> Data excerpts:

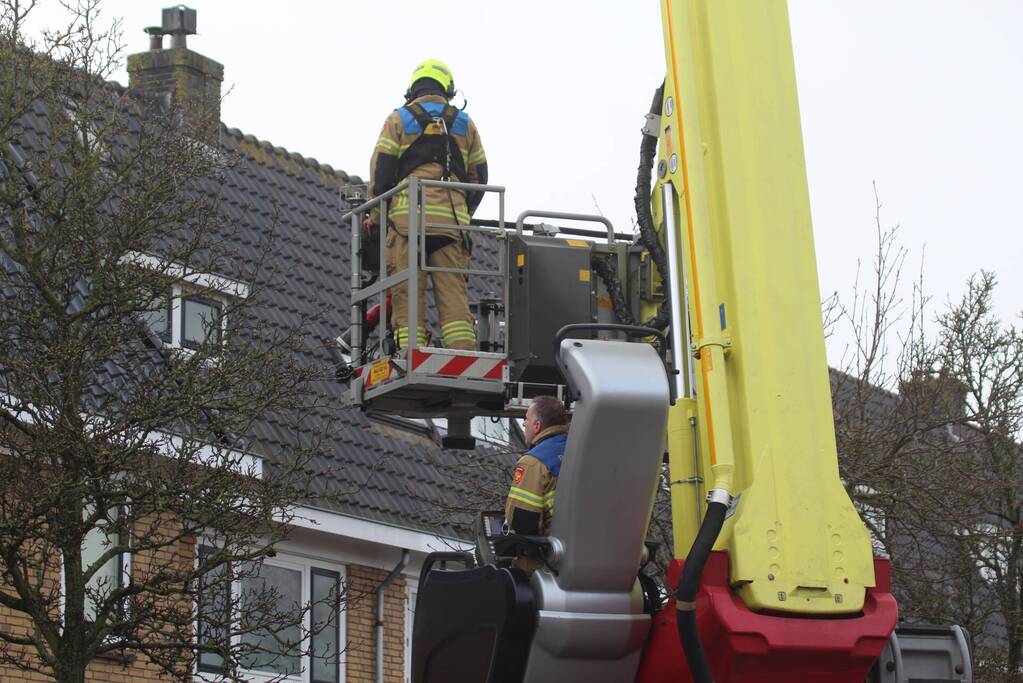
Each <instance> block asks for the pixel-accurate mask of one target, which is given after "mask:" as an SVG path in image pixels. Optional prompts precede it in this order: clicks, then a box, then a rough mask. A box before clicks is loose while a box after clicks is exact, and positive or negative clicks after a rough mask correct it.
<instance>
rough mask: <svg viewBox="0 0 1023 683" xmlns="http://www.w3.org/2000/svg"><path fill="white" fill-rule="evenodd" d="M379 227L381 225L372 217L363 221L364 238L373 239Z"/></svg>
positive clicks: (363, 237)
mask: <svg viewBox="0 0 1023 683" xmlns="http://www.w3.org/2000/svg"><path fill="white" fill-rule="evenodd" d="M379 227H380V226H377V225H376V224H375V223H374V222H373V219H371V218H367V219H365V220H364V221H362V237H363V239H366V240H370V239H372V238H373V235H375V234H376V230H377V228H379Z"/></svg>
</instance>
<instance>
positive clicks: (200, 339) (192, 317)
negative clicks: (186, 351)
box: [181, 298, 221, 349]
mask: <svg viewBox="0 0 1023 683" xmlns="http://www.w3.org/2000/svg"><path fill="white" fill-rule="evenodd" d="M220 314H221V308H220V304H218V303H217V302H212V301H210V300H208V299H198V298H191V299H182V300H181V346H183V347H187V348H189V349H195V348H198V347H201V346H202V345H204V344H206V343H208V341H209V343H211V344H217V343H219V341H220Z"/></svg>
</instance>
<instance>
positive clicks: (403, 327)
mask: <svg viewBox="0 0 1023 683" xmlns="http://www.w3.org/2000/svg"><path fill="white" fill-rule="evenodd" d="M396 336H397V341H398V347H399V348H401V349H404V348H405V347H407V346H408V327H405V326H403V325H399V326H398V333H397V334H396ZM415 343H416V345H417V346H420V347H425V346H427V330H426V328H425V327H419V326H416V335H415Z"/></svg>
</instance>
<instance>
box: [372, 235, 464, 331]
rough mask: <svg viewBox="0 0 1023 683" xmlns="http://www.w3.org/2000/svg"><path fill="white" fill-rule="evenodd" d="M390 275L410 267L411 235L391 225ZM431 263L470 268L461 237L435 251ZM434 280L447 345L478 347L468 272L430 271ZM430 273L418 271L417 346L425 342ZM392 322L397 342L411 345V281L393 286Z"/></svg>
mask: <svg viewBox="0 0 1023 683" xmlns="http://www.w3.org/2000/svg"><path fill="white" fill-rule="evenodd" d="M387 247H388V248H387V257H388V258H387V261H388V263H387V272H388V275H393V274H395V273H398V272H401V271H403V270H405V269H406V268H408V237H407V235H403V234H399V233H398V232H397V231H396V230H393V229H389V230H388V233H387ZM426 263H427V265H428V266H431V267H434V268H460V269H465V268H469V253H468V252H466V251H465V247H464V246H463V245H462V242H461V240H460V239H455V240H452V241H451V242H450V243H448V244H446V245H444V246H443V247H441V248H439V249H437V251H435V252H434V253H433V254H430V255H428V256H427V258H426ZM430 278H431V280H433V283H434V301H436V302H437V316H438V318H439V320H440V327H441V329H440V332H441V337H442V339H443V341H444V347H445V348H446V349H461V350H468V351H475V350H476V329H475V327H474V325H473V318H472V316H471V315H470V312H469V297H468V295H466V293H465V275H464V274H462V273H430ZM426 286H427V273H425V272H422V271H419V278H418V284H417V287H418V297H417V299H418V300H419V301H418V304H419V308H418V314H417V316H416V327H417V328H418V329H417V330H416V346H426V344H427V339H426V335H427V334H426V329H427V328H426V310H425V309H426V307H425V306H424V302H425V298H424V291H425V288H426ZM391 307H392V308H391V310H392V313H391V323H392V325H393V326H394V328H395V332H396V334H397V341H398V346H399V347H400V348H402V349H404V348H406V347H407V346H408V333H409V330H408V285H407V283H405V282H402V283H401V284H399V285H396V286H394V287H392V288H391Z"/></svg>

> Work to complete: Please copy the data above character for character, skipping any pictures.

> Your solution:
Each <instance> block asks for the pixel-accurate mask of one target, which is given after "mask:" as an SVG path in image pixels. Optional prompts precede it in this order: clicks, then a box, then a rough mask. A box before clicks is loose while a box after clicks is exact, and positive or negative clicks after a rough mask correct it.
<instance>
rough mask: <svg viewBox="0 0 1023 683" xmlns="http://www.w3.org/2000/svg"><path fill="white" fill-rule="evenodd" d="M379 227L381 225L372 217L363 221L364 238L373 239Z"/></svg>
positive clicks: (363, 237)
mask: <svg viewBox="0 0 1023 683" xmlns="http://www.w3.org/2000/svg"><path fill="white" fill-rule="evenodd" d="M379 227H380V226H377V225H376V224H375V223H374V222H373V219H371V218H367V219H365V220H364V221H362V237H363V239H366V240H370V239H372V238H373V235H375V234H376V230H377V228H379Z"/></svg>
</instance>
<instance>
positive clicks: (200, 339) (192, 317)
negative clicks: (186, 351)
box: [181, 298, 221, 349]
mask: <svg viewBox="0 0 1023 683" xmlns="http://www.w3.org/2000/svg"><path fill="white" fill-rule="evenodd" d="M220 314H221V308H220V304H218V303H217V302H212V301H210V300H208V299H198V298H191V299H182V300H181V346H183V347H187V348H189V349H195V348H198V347H201V346H202V345H204V344H206V343H208V341H209V343H211V344H217V343H219V341H220Z"/></svg>
</instance>
<instance>
positive clicks: (403, 327)
mask: <svg viewBox="0 0 1023 683" xmlns="http://www.w3.org/2000/svg"><path fill="white" fill-rule="evenodd" d="M396 336H397V341H398V347H399V348H401V349H404V348H405V347H407V346H408V327H405V326H403V325H399V326H398V333H397V334H396ZM415 343H416V345H417V346H420V347H425V346H427V330H426V328H425V327H419V326H416V335H415Z"/></svg>
</instance>
<instance>
box: [372, 235, 464, 331]
rough mask: <svg viewBox="0 0 1023 683" xmlns="http://www.w3.org/2000/svg"><path fill="white" fill-rule="evenodd" d="M390 275L410 267L411 235L391 225ZM431 263L470 268L461 237L435 251ZM434 280L447 345L478 347L468 272L430 271ZM430 273L418 271L417 346L425 342ZM392 322L397 342L411 345V281L393 286Z"/></svg>
mask: <svg viewBox="0 0 1023 683" xmlns="http://www.w3.org/2000/svg"><path fill="white" fill-rule="evenodd" d="M387 247H388V248H387V257H388V258H387V261H388V263H387V272H388V275H393V274H395V273H398V272H401V271H403V270H405V269H406V268H408V237H407V235H403V234H399V233H398V232H397V231H396V230H393V229H389V230H388V233H387ZM426 263H427V265H428V266H431V267H434V268H460V269H465V268H469V253H468V252H466V251H465V247H464V246H463V245H462V242H461V240H460V239H455V240H452V241H451V242H450V243H448V244H446V245H444V246H443V247H441V248H439V249H437V251H435V252H434V253H433V254H430V255H428V256H427V258H426ZM430 278H431V280H433V283H434V301H436V302H437V316H438V318H439V320H440V327H441V329H440V332H441V337H442V339H443V341H444V347H445V348H446V349H461V350H468V351H475V350H476V329H475V327H474V325H473V318H472V316H471V315H470V312H469V297H468V295H466V293H465V275H464V274H462V273H430ZM426 286H427V273H425V272H422V271H419V278H418V284H417V287H418V297H417V299H418V300H419V301H418V304H419V308H418V314H417V316H416V327H417V328H418V329H417V330H416V346H426V344H427V339H426V335H427V334H426V329H427V328H426V310H425V309H426V307H425V306H424V302H425V298H424V291H425V288H426ZM391 307H392V308H391V310H392V313H391V323H392V325H393V326H394V328H395V332H396V334H397V341H398V346H399V347H400V348H402V349H404V348H406V347H407V346H408V333H409V330H408V285H407V283H405V282H402V283H401V284H399V285H396V286H394V287H392V288H391Z"/></svg>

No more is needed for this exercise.